[Material to process]
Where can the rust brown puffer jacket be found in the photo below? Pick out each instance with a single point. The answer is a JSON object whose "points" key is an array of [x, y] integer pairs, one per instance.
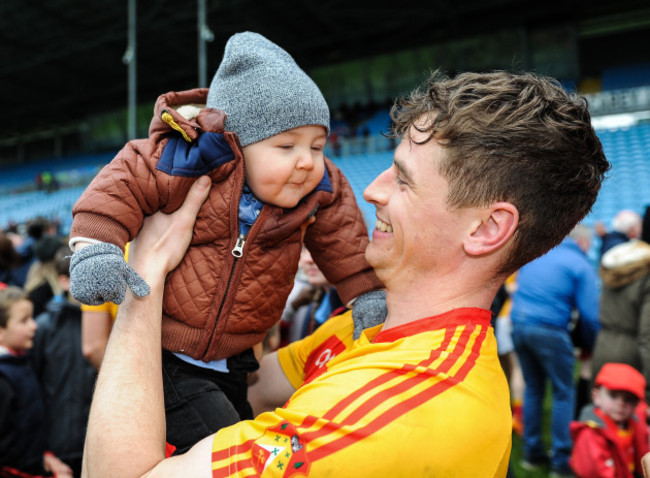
{"points": [[217, 305]]}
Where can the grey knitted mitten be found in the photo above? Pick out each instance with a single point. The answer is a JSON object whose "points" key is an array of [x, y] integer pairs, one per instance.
{"points": [[99, 273], [368, 310]]}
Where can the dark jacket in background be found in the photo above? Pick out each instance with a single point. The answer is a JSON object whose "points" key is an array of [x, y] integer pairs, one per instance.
{"points": [[22, 416], [66, 378]]}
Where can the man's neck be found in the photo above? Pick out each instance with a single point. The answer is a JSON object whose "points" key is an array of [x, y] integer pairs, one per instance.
{"points": [[427, 300]]}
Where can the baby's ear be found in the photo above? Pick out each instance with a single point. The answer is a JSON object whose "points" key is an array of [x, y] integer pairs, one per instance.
{"points": [[492, 229]]}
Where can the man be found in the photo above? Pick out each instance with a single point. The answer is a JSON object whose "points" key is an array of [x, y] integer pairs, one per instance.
{"points": [[492, 171], [626, 225], [548, 290]]}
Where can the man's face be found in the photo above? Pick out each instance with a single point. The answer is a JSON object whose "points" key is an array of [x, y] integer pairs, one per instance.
{"points": [[415, 231], [619, 405], [284, 168]]}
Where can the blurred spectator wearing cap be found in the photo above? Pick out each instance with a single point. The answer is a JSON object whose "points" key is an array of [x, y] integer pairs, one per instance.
{"points": [[9, 261], [626, 225], [67, 379], [609, 439], [42, 282], [624, 334]]}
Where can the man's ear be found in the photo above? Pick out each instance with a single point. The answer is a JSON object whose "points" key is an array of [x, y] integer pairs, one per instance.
{"points": [[493, 229]]}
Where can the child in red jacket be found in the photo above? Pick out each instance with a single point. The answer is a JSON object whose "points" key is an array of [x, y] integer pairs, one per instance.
{"points": [[609, 439]]}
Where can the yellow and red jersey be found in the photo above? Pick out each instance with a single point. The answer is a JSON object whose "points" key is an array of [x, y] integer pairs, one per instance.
{"points": [[427, 398]]}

[What the task asks]
Can you reproduce the entries verbatim, from the line with "Where can the man's face" up to and including the final line of the entries?

[Correct result]
Where can the man's face be found in the photo above? Pick out each instance with a single point. The answer is a JSON object whose "points" key is an array of [x, y] integer pairs, one per instance.
{"points": [[415, 231], [619, 405], [284, 168]]}
Where can the blurred spectator wearing cap be found in the photo above? Pick out each instance with a single point. The answer is a JSON object whose "points" key is an array of [x, y] integer pairs, one per instance.
{"points": [[9, 261], [626, 225], [67, 379], [609, 439], [42, 282], [624, 334]]}
Where can the man's ear be found in the photo above? Pick out each instance with a single point. The answer is a JSON object whose "points" key is an array of [x, y] integer pairs, one per instance.
{"points": [[493, 229]]}
Where can the child in red jacket be found in the photo above? Pick out each instance with a single point. The answer is a JSON object whose "points" key is an array of [x, y] integer pairs, one per instance.
{"points": [[609, 439]]}
Where can the yellow and red jersey be found in the photo above? Pick out each instance with a single point. The answer is a JSON object whose "points" key is an array of [x, y] integer pairs, one per instance.
{"points": [[427, 398]]}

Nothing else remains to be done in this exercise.